## [WHAT THE TASK REQUIRES]
Convert the listing below into a two-column CSV with the headers "request" and "answer", one row per labeling request, so that it covers the whole listing. Wrap each field in double quotes, replace line breaks with spaces, and leave the pictures out.

Photo-based point labeling data
====

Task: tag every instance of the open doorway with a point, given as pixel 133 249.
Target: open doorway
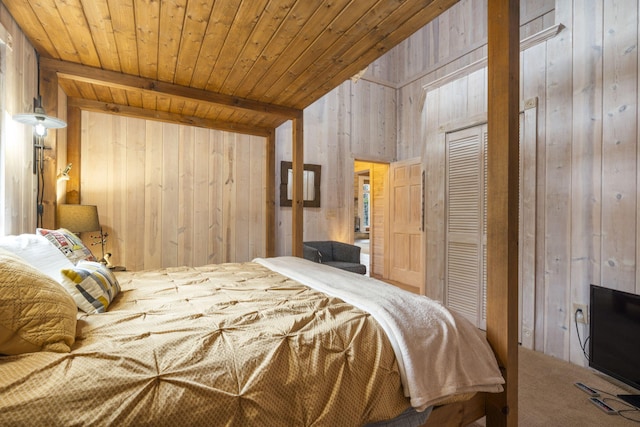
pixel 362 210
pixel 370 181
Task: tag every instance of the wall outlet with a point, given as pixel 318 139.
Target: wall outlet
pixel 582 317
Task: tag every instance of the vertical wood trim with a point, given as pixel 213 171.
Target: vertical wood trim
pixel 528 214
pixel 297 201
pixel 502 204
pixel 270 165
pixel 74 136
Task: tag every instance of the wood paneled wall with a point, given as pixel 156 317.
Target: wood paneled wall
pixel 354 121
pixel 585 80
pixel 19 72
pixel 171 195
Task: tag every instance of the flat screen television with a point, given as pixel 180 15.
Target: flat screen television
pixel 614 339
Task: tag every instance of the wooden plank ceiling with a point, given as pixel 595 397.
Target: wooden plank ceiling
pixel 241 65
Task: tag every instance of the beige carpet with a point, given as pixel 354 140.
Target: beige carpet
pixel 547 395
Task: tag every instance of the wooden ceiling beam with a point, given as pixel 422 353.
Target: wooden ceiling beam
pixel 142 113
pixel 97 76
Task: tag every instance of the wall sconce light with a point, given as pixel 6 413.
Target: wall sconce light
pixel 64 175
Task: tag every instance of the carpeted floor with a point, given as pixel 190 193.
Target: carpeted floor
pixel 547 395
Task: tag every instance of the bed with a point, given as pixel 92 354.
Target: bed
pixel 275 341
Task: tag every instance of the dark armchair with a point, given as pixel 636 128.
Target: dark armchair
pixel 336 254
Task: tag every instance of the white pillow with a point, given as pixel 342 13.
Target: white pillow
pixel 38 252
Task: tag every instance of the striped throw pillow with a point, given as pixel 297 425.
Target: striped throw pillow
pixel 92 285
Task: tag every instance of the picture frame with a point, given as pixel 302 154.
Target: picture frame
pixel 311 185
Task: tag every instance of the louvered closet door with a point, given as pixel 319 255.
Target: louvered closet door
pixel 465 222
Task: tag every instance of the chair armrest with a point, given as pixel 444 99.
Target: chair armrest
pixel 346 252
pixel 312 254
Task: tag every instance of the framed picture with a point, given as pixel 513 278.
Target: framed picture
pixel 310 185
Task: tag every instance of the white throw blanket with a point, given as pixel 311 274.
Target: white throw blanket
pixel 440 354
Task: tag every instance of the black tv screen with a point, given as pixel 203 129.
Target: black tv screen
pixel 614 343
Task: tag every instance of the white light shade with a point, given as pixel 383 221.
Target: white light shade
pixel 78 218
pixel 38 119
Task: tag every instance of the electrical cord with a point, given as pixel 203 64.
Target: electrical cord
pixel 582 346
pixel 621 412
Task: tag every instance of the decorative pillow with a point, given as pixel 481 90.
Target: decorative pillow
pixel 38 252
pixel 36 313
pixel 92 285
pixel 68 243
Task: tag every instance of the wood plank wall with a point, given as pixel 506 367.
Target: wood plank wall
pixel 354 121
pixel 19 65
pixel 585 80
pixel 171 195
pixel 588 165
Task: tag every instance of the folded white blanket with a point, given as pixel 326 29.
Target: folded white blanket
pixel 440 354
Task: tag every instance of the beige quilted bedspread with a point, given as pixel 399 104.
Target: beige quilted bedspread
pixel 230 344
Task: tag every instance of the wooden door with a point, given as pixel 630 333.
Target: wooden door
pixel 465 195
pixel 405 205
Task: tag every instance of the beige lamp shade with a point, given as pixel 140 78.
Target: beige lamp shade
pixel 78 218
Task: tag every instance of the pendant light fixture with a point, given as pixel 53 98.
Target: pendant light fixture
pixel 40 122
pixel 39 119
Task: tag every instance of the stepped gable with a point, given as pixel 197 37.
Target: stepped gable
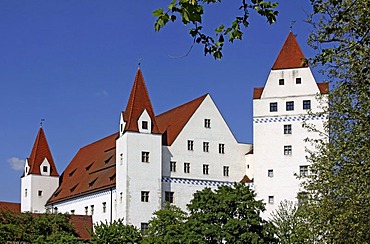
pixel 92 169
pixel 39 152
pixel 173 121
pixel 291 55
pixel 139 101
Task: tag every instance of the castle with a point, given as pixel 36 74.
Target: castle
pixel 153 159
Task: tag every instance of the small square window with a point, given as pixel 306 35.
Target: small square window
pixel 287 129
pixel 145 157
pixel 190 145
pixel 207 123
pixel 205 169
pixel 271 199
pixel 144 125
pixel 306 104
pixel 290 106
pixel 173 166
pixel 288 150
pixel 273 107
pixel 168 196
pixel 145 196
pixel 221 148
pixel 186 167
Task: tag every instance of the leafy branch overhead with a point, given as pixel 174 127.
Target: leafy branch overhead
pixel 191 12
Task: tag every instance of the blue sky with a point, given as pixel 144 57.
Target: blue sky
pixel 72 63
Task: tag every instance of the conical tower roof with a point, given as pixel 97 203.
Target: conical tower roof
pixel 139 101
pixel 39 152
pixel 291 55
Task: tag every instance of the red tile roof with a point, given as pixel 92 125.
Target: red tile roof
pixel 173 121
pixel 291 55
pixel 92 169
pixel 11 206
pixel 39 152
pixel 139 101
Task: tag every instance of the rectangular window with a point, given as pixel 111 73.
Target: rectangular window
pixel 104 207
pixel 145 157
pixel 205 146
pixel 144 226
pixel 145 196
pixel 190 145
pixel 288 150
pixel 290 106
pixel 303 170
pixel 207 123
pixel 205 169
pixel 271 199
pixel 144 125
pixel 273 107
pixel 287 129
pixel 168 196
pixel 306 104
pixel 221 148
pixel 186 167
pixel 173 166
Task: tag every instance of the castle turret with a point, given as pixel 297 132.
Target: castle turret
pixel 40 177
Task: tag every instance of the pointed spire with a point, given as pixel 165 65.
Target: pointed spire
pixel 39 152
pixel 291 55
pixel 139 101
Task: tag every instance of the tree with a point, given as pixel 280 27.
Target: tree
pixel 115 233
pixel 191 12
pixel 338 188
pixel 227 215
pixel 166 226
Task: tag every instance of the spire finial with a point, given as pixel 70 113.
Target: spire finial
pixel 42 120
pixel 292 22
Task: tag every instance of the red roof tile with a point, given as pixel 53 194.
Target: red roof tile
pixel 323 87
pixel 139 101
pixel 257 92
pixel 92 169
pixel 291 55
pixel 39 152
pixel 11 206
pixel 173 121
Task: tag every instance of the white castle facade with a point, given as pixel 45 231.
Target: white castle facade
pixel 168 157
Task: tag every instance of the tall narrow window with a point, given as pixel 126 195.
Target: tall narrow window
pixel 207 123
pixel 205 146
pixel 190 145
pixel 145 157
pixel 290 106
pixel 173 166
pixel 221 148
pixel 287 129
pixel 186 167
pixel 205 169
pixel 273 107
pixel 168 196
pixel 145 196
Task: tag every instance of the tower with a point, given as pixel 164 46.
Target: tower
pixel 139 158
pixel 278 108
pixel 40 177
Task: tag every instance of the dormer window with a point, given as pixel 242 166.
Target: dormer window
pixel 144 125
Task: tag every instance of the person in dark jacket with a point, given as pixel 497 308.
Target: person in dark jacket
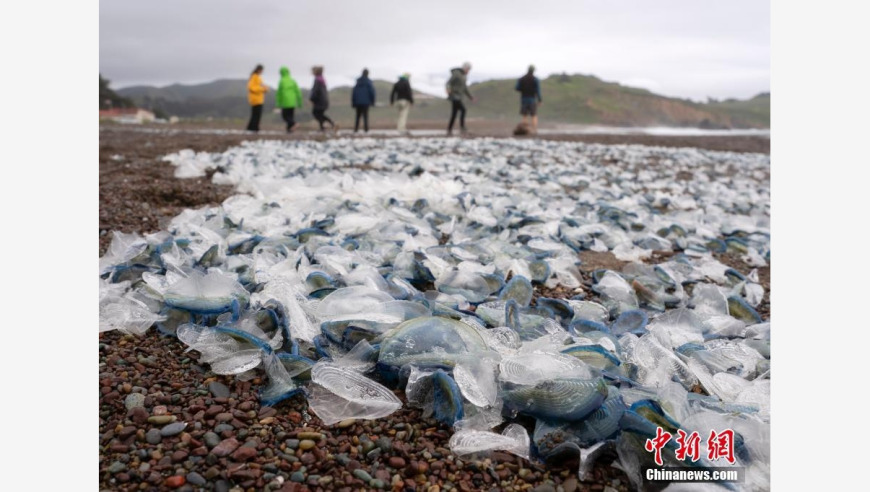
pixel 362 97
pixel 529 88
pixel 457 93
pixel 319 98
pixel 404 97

====

## [WRITTEN ANSWER]
request,answer
"Task: tag every instance of the open doorway with a point, given as pixel 133 249. Target: open doorway","pixel 362 210 pixel 370 181"
"Task: tag every instance of the wall outlet with a point, given as pixel 318 139. Target: wall outlet","pixel 582 317"
"Task: tag every instance of the vertical wood trim with a point, given as pixel 213 171. Target: vertical wood trim","pixel 528 214 pixel 297 201 pixel 502 204 pixel 270 165 pixel 74 136"
"Task: tag every instance of the wood paneled wall with a point, given as pixel 156 317. Target: wood paneled wall","pixel 354 121 pixel 585 80 pixel 19 72 pixel 171 195"
"Task: tag every instance of the flat screen television with a point, given as pixel 180 15. Target: flat screen television","pixel 614 339"
"Task: tag every instance of the wooden plank ceiling with a point, given as pixel 595 397. Target: wooden plank ceiling","pixel 241 65"
"Task: tag every instance of the beige carpet with a point, given as pixel 354 140. Target: beige carpet","pixel 547 395"
"Task: tag every instance of the wooden ceiling beam with a point, given as pixel 422 353. Target: wooden ceiling beam","pixel 142 113 pixel 97 76"
"Task: tag every instance of the wall sconce light with a point, given as pixel 6 413. Target: wall sconce light","pixel 64 175"
"Task: tag every instance of the carpeted floor with a point, given as pixel 190 193. Target: carpeted floor","pixel 547 395"
"Task: tag every instance of the bed with a point, given as pixel 92 354. Target: bed","pixel 275 341"
"Task: tag every instance of the dark armchair with a point, given as pixel 636 128. Target: dark armchair","pixel 336 254"
"Task: tag every instance of the white pillow with a point, given as pixel 342 13. Target: white pillow","pixel 38 252"
"Task: tag every instance of the striped throw pillow with a point, given as pixel 297 425. Target: striped throw pillow","pixel 92 285"
"Task: tag every instance of the picture frame with a point, given as pixel 302 154. Target: picture frame","pixel 311 185"
"Task: tag every instance of the louvered closet door with a point, given as pixel 319 255. Target: louvered closet door","pixel 465 222"
"Task: tag every instance of the chair armrest with a point, given as pixel 444 99. Target: chair armrest","pixel 346 252 pixel 312 254"
"Task: tag every instance of the framed picture with a point, given as pixel 513 278. Target: framed picture","pixel 310 185"
"Task: tag every instance of the white throw blanket with a point, given as pixel 311 274. Target: white throw blanket","pixel 440 354"
"Task: tag every instance of the black tv screen with a point, given as pixel 203 129. Target: black tv screen","pixel 614 343"
"Task: tag every instance of the white light shade with a point, given as pixel 383 221. Target: white light shade","pixel 78 218 pixel 38 119"
"Task: tag every instance of the electrical cord with a point, given as pixel 203 64. Target: electrical cord","pixel 582 346 pixel 621 412"
"Task: tag every instance of the decorative pillow with a point, given as pixel 481 90. Target: decorative pillow","pixel 38 252 pixel 36 313 pixel 92 285 pixel 68 243"
"Task: tag every instance of the wood plank wall with a point, given as pixel 506 367. Target: wood plank wall","pixel 354 121 pixel 19 65 pixel 585 80 pixel 171 195 pixel 588 165"
"Task: tag every instance of the folded white blanket with a point, given as pixel 326 29. Target: folded white blanket","pixel 440 354"
"Task: tag every instance of the beige quilted bedspread with a point, given as pixel 399 104. Target: beige quilted bedspread","pixel 230 344"
"Task: tag every instance of the wooden door with a point, given as pixel 630 333. Target: wooden door","pixel 465 195 pixel 405 205"
"Task: tag every instance of the beige lamp shade with a point, given as pixel 140 78. Target: beige lamp shade","pixel 78 218"
"Task: tag every instance of the pendant light fixture with a point, given as pixel 53 98. Target: pendant light fixture","pixel 40 122 pixel 39 119"
"Task: tag every instance of the stepped gable with a point, given as pixel 197 37. Target: stepped gable","pixel 92 169 pixel 39 152 pixel 173 121 pixel 291 55 pixel 139 101"
"Task: tag every instance of the castle with a point, given as pixel 36 74. Target: castle","pixel 153 159"
"Task: tag every instance of the small square window with a point, given as pixel 306 35. Target: small square window","pixel 287 129 pixel 145 157 pixel 190 145 pixel 207 123 pixel 205 169 pixel 271 199 pixel 144 125 pixel 306 104 pixel 290 106 pixel 173 166 pixel 288 150 pixel 273 107 pixel 168 196 pixel 145 196 pixel 221 148 pixel 186 167"
"Task: tag every instance of the leafy branch overhead with a point, given as pixel 174 127. Target: leafy branch overhead","pixel 191 12"
"Task: tag every instance of the blue sky with a point, given as pixel 144 57. Target: blue sky","pixel 72 63"
"Task: tag every instance of the conical tower roof with a point, given as pixel 97 203. Target: conical tower roof","pixel 139 101 pixel 39 152 pixel 291 55"
"Task: tag every instance of the red tile roof with a point, given as pixel 92 125. Target: red tile roof","pixel 173 121 pixel 291 55 pixel 92 169 pixel 11 206 pixel 39 152 pixel 139 101"
"Task: tag every instance of the rectangular window with a point, given as pixel 111 73. Target: rectangular window","pixel 104 207 pixel 145 157 pixel 205 146 pixel 144 226 pixel 145 196 pixel 190 145 pixel 288 150 pixel 290 106 pixel 303 170 pixel 207 123 pixel 205 169 pixel 271 199 pixel 144 125 pixel 273 107 pixel 287 129 pixel 168 196 pixel 306 104 pixel 221 148 pixel 186 167 pixel 173 166"
"Task: tag every instance of the castle turret with a point, given as pixel 297 132. Target: castle turret","pixel 40 177"
"Task: tag every instance of the pointed spire with a point, given as pixel 165 65. Target: pointed spire","pixel 39 152 pixel 291 55 pixel 139 101"
"Task: tag every instance of the tree with a point, given as pixel 280 27. Target: tree","pixel 115 233 pixel 191 12 pixel 338 188 pixel 227 215 pixel 166 226"
"Task: tag every instance of the spire finial with a point, given as pixel 70 113. Target: spire finial","pixel 42 120 pixel 292 22"
"Task: tag every instance of the red roof tile with a point, given as pixel 53 194. Target: red roof tile","pixel 323 87 pixel 139 101 pixel 257 92 pixel 92 169 pixel 291 55 pixel 39 152 pixel 11 206 pixel 173 121"
"Task: tag every instance of the white castle facade with a point, given as pixel 45 231. Target: white castle facade","pixel 168 157"
"Task: tag every instance of the tall narrow window with a point, given as pixel 126 195. Target: tall narrow window","pixel 207 123 pixel 205 146 pixel 190 145 pixel 145 157 pixel 290 106 pixel 173 166 pixel 221 148 pixel 287 129 pixel 186 167 pixel 205 169 pixel 273 107 pixel 168 196 pixel 145 196"
"Task: tag every instance of the tower with a point, given as pixel 164 46. Target: tower","pixel 139 158 pixel 278 108 pixel 40 177"
"Task: tag every instance of the dormer window with a point, given as pixel 242 166. Target: dormer window","pixel 144 125"
"Task: tag every instance of the person in dark jacket with a point, given as pixel 497 308. Target: person in dark jacket","pixel 362 97 pixel 529 88 pixel 457 93 pixel 319 98 pixel 404 97"